Belge —
Canım Dedem,
İlk defa Kurban bayramını sensiz kutladım dedeciğim. Biliyorsun her zaman derdim, el öpme Arap adetidir, el öpmeyi sevmem bu yüzden(Biz Arap mıyız?) ancak elinin kokusunu özledim. Şubat ayındaki gidişinden beri kendime
gelemedim hala. Dışarıya çok belli etmesemde yerin çok belli canım dedem. Sen
benim en sağlam dalımdın, zor zamanlarımda tutunduğum, dürüst, mert ve delikanlı dalım.
Televizyonda Türk filmleri görünce durup bakıyorum eskisi gibi Kara Murat'ları izlesek seninle. Dövüş filmlerini sen sevdirdin bana. Yolda gördüğüm, sana
benzeyen yaşlı insanlara daha bir saygı gösterir oldum. Bir şeye ihtiyaçları
var mı diye gözlerinin içine bakıyorum. Onları her gördüğümde aklıma
geliyorsun. Dedeciğim sana anlatacağım çok şey birikti. Üstelik mezarına
gelemedim, durumları biliyorsun. Hayat her geçen gün zorlaşıyor dedeciğim, yaşam koşulları, pahalılık
arttı. Her tarafımızda savaş var, insanlar mutsuz, korkuyorlar. Dolar 2.30’a
ulaştı, bunu kesin bilmek isterdin. Her şeye karşın benim ve evdekilerin sağlığı iyi, huzurluyuz,
hayatımızda huzurumuzu bozan her türlü öğeyi ayrım yapmadan denklemden
çıkarıyoruz.
Kız kardeşim liseyi
kazandı, o tembel nasıl yapacak diye konuştuğumuz Ceren iyi bir liseyi kazandı.

Kayıtlı veri satırları:
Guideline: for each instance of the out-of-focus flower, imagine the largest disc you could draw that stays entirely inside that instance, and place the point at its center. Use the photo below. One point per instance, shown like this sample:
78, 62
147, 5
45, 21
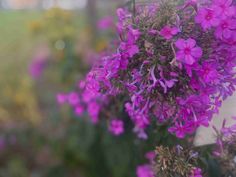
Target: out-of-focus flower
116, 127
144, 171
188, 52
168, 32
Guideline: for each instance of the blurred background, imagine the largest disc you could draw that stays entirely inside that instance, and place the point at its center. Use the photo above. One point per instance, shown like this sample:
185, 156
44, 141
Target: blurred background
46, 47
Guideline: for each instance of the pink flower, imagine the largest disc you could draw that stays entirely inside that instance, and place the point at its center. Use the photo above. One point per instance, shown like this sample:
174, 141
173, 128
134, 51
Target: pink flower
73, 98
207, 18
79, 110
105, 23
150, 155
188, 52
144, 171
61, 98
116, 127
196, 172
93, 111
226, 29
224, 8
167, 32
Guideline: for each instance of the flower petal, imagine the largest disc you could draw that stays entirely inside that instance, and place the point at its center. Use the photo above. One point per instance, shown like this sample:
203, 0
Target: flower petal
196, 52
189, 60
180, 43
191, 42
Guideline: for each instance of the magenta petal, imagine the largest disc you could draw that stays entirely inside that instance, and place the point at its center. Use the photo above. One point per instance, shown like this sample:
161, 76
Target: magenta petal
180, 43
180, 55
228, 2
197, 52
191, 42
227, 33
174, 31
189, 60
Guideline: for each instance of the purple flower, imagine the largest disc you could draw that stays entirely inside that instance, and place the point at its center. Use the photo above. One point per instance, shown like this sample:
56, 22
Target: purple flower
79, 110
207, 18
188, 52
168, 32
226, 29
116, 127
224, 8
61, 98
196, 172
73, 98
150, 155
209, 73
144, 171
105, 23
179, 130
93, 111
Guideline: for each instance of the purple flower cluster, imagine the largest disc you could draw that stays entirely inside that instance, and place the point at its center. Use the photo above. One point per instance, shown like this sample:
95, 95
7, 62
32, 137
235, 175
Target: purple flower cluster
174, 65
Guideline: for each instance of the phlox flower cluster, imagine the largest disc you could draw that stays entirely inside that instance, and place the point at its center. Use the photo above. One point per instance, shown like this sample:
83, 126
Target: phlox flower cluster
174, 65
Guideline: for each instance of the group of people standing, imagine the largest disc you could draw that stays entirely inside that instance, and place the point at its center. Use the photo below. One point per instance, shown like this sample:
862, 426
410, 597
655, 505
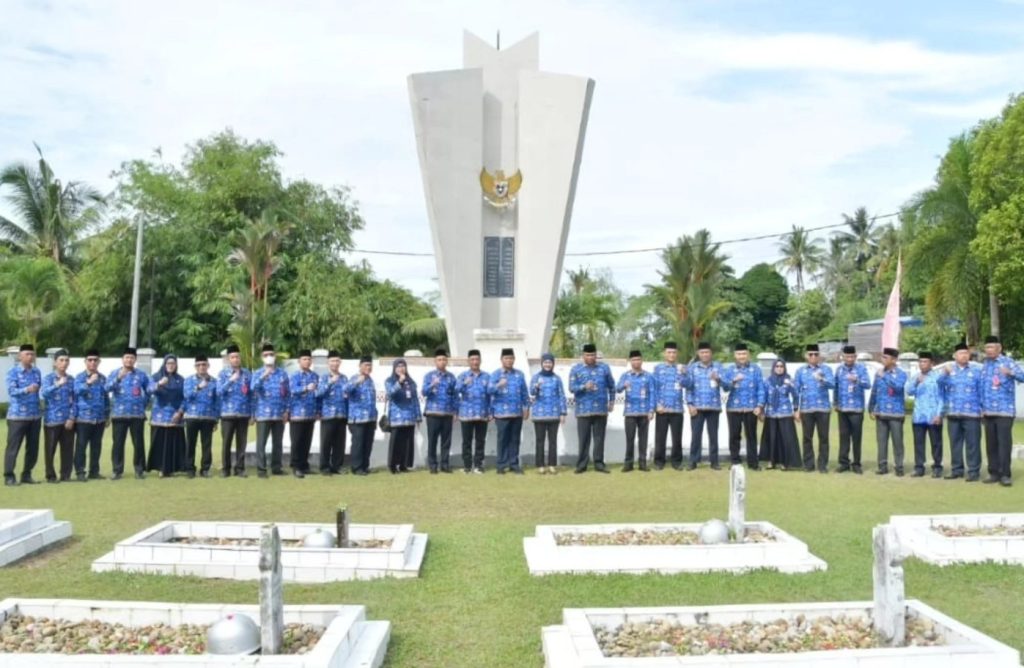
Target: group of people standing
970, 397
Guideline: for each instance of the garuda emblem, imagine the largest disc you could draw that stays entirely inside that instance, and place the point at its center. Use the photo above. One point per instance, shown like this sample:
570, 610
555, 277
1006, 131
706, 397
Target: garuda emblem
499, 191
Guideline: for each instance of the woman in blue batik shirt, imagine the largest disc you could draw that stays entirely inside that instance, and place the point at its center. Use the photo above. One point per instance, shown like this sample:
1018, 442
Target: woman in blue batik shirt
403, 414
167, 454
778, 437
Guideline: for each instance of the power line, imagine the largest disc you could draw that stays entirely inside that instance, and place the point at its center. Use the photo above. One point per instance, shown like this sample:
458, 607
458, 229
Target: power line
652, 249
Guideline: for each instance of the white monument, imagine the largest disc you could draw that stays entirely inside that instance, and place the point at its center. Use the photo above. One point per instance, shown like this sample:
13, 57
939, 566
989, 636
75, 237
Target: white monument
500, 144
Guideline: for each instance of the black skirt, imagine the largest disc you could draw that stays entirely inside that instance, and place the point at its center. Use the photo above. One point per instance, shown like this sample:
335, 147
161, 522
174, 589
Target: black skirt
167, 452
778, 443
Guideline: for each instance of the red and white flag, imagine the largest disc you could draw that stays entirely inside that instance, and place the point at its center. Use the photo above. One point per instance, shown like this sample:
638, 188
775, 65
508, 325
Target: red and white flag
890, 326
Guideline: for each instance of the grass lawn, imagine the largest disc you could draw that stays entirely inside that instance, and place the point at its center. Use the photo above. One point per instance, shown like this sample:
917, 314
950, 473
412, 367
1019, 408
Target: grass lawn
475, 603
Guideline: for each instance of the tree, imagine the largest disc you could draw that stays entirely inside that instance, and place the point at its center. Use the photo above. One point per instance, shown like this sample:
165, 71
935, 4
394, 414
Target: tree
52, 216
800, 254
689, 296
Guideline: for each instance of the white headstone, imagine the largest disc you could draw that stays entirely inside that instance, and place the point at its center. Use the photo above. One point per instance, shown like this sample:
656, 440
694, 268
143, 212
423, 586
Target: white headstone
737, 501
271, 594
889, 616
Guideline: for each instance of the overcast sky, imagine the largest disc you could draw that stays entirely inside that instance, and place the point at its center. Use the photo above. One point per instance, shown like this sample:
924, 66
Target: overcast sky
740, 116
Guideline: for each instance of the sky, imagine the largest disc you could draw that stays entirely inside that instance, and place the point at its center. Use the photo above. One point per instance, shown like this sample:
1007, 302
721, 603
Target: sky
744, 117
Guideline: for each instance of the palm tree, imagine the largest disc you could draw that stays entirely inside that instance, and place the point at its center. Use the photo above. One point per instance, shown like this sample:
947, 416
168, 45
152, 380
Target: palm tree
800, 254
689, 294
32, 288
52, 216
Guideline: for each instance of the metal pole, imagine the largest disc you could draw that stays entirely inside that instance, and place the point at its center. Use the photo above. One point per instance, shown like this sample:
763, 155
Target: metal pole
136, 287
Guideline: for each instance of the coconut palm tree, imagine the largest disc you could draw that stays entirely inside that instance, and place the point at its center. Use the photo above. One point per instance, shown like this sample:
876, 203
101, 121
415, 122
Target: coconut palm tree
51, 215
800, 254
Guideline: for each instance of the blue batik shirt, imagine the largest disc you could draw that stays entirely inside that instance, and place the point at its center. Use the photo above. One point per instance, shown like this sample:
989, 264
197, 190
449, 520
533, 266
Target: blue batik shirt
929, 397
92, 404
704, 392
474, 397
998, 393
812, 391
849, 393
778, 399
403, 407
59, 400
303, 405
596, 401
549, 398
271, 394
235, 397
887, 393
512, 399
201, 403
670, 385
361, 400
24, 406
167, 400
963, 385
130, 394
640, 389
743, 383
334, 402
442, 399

Kısa Görev 1 —
Mektupta "Televizyonda Türk filmleri" sözcüklerini içeren yerle açılıp "çıkarıyoruz." ile kapanan bölümü hiçbir değişiklik yapmadan yeniden yazınız.
Kısa Görev 2 —
"garuda" sözcüğünü barındıran satırların tamamını seçip değiştirmeden aktarınız.

Alıştırma Sonucu 1 —
Televizyonda Türk filmleri görünce durup bakıyorum eskisi gibi Kara Murat'ları izlesek seninle. Dövüş filmlerini sen sevdirdin bana. Yolda gördüğüm, sana
benzeyen yaşlı insanlara daha bir saygı gösterir oldum. Bir şeye ihtiyaçları
var mı diye gözlerinin içine bakıyorum. Onları her gördüğümde aklıma
geliyorsun. Dedeciğim sana anlatacağım çok şey birikti. Üstelik mezarına
gelemedim, durumları biliyorsun. Hayat her geçen gün zorlaşıyor dedeciğim, yaşam koşulları, pahalılık
arttı. Her tarafımızda savaş var, insanlar mutsuz, korkuyorlar. Dolar 2.30’a
ulaştı, bunu kesin bilmek isterdin. Her şeye karşın benim ve evdekilerin sağlığı iyi, huzurluyuz,
hayatımızda huzurumuzu bozan her türlü öğeyi ayrım yapmadan denklemden
çıkarıyoruz.

Alıştırma Sonucu 2 —
Guideline: for each instance of the garuda emblem, imagine the largest disc you could draw that stays entirely inside that instance, and place the point at its center. Use the photo above. One point per instance, shown like this sample:
Target: garuda emblem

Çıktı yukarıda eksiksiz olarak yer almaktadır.